▶ [EXTRAHIERTER TEXT]
——————

Klare Niederlagen haben einen Vorteil: Sie zwingen den Verlierer zur schonungslosen Analyse. Ablenkungsmanöver, Ausflüchte und das Aussitzen der bestehenden Probleme verfangen nicht mehr. Insofern könnte der Doppelschlag heilsam sein, den die französischen Sozialisten bei den Präsidentschafts- und Parlamentswahlen einstecken mussten.

 

Die Wahlergebnisse der vergangenen Jahre sind eindeutig: Seit 1988 hat die Parti Socialiste (PS) sechs von sieben nationalen Wahlen verloren. Im ersten Wahlgang der diesjährigen Präsidentschaftswahl erhielten alle Kandidaten der Linken zusammen ganze 36 Prozent der Stimmen, bei der anschließenden Parlamentswahl waren es 39 Prozent – ein historisches Tief. Zwar konnte die Niederlage begrenzt werden, weil sich Ségolène Royal im zweiten Wahlgang auf 47 Prozent steigerte. Außerdem gewann die Sozialistische Partei bei den Parlamentswahlen 50 Wahlkreise hinzu und kann mit 191 Abgeordneten eine relativ starke Oppositionsrolle gegenüber der regierenden Union pour un Mouvement Populaire (UMP) einnehmen, die 315 Abgeordnete stellt.

 

Doch die Gesetze der Mehrheitswahl sind unerbittlich: In ihrer derzeitigen Verfassung ist die französische Linke nicht mehrheitsfähig. Da hilft es nichts, dass sich die PS annähernd auf ihrem Niveau von 26 Prozent gehalten hat. Sie ist die einzige ernstzunehmende Kraft der Linken; die vormals starken Bündnispartner wie die Kommunisten und die Grünen sind in der Bedeutungslosigkeit versunken. Damit sind die bisherigen Mehrheits- und Bündnisstrategien der Linken obsolet geworden.

——————

▶ [GESTELLTE AUFGABE A] Wie viele Abgeordnete stellt die Sozialistische Partei laut dem Text über die Wahlniederlage der französischen Sozialisten nach den Parlamentswahlen?
▶ [GESTELLTE AUFGABE B] Führe den Text über die Wahlniederlage der französischen Sozialisten nach seinem letzten Satz fort.

▶ [INHALT DER AUFLISTUNG]

——————

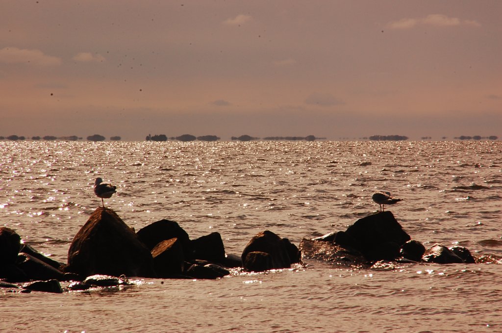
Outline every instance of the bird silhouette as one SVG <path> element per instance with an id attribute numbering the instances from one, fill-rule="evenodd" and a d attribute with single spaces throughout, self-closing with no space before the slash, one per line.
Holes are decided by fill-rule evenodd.
<path id="1" fill-rule="evenodd" d="M 103 204 L 103 207 L 104 207 L 104 201 L 103 200 L 103 198 L 107 199 L 111 197 L 114 193 L 116 193 L 116 191 L 115 190 L 116 188 L 116 186 L 114 186 L 110 184 L 103 183 L 103 179 L 100 177 L 98 177 L 96 178 L 94 186 L 94 194 L 98 197 L 101 198 L 101 202 Z"/>
<path id="2" fill-rule="evenodd" d="M 380 205 L 380 211 L 384 211 L 385 210 L 385 205 L 394 204 L 403 200 L 392 196 L 391 195 L 391 192 L 388 191 L 376 191 L 373 193 L 371 199 Z"/>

——————

▶ [RICHTIGE ANTWORT A] 191 Abgeordnete.

▶ [RICHTIGE ANTWORT B]
Aus diesen Gründen ist eine umfassende Erneuerung der PS und damit der Linken unumgänglich geworden. Nicht nur inhaltlich muss sich die Partei runderneuern, sondern auch in Bezug auf ihre Funktionsweise und ihre strategischen Optionen. Doch die notwendigen Reformen werden durch eine unverhohlene, auch während des Präsidentschaftswahlkampfs nur mühsam übertünchte Rivalität zwischen führenden Exponenten der Partei behindert, allen voran Ségolène Royal, Dominique Strauss-Kahn und Laurent Fabius.

 

Der PS gehen die möglichen Partner aus

 

Einig ist man sich darin, dass der so genannte „Zyklus von Epinay“ am Ende ist. Gemeint ist die auf dem Parteitag von Epinay 1971 durch den neuen Parteichef François Mitterrand erfolgte Reform der Sozialistischen Partei und ihre Ausrichtung auf ein Bündnis mit den Kommunisten. Mit dieser Strategie führte Mitterrand die unterschiedlichen, ja gegensätzlichen Kräfte der Linken zusammen und schuf die Grundlage für den Wahlsieg 1981.

 

So wurden die Sozialisten, die bis dahin bei den Wahlen schwächer abgeschnitten hatten als die Kommunisten, zur stärksten Kraft der Linken. In der Zeit von 1981 bis 2002 regierten sie insgesamt 15 Jahre lang. Diese Bündnis- und Mehrheitsstrategie, die von 1997 bis 2002 unter Regierungschef Lionel Jospin um andere kleine Partner wie die Grünen erweitert wurde, ist nun hinfällig geworden – der PS gehen ganz einfach die Partner aus. Um wieder mehrheitsfähig zu werden, müssen die Sozialisten neue Wege gehen.

 

Vor diesem Hintergrund ist die innerparteiliche Kontroverse um eine mögliche Allianz mit dem Zentrum um François Bayrou zu sehen, der im ersten Wahlgang der Präsidentschaftswahl fast 19 Prozent erzielte. Ein Großteil seiner Wähler stammte aus dem Stimmenreservoir der Linken, und die Zuwächse der PS bei der Parlamentswahl sind offensichtlich auf Wähler der Mitte zurückzuführen. Aber sollte man sich deshalb gleich mit Bayrou und seiner neuen Partei verbünden? Das wäre zu kurz gegriffen.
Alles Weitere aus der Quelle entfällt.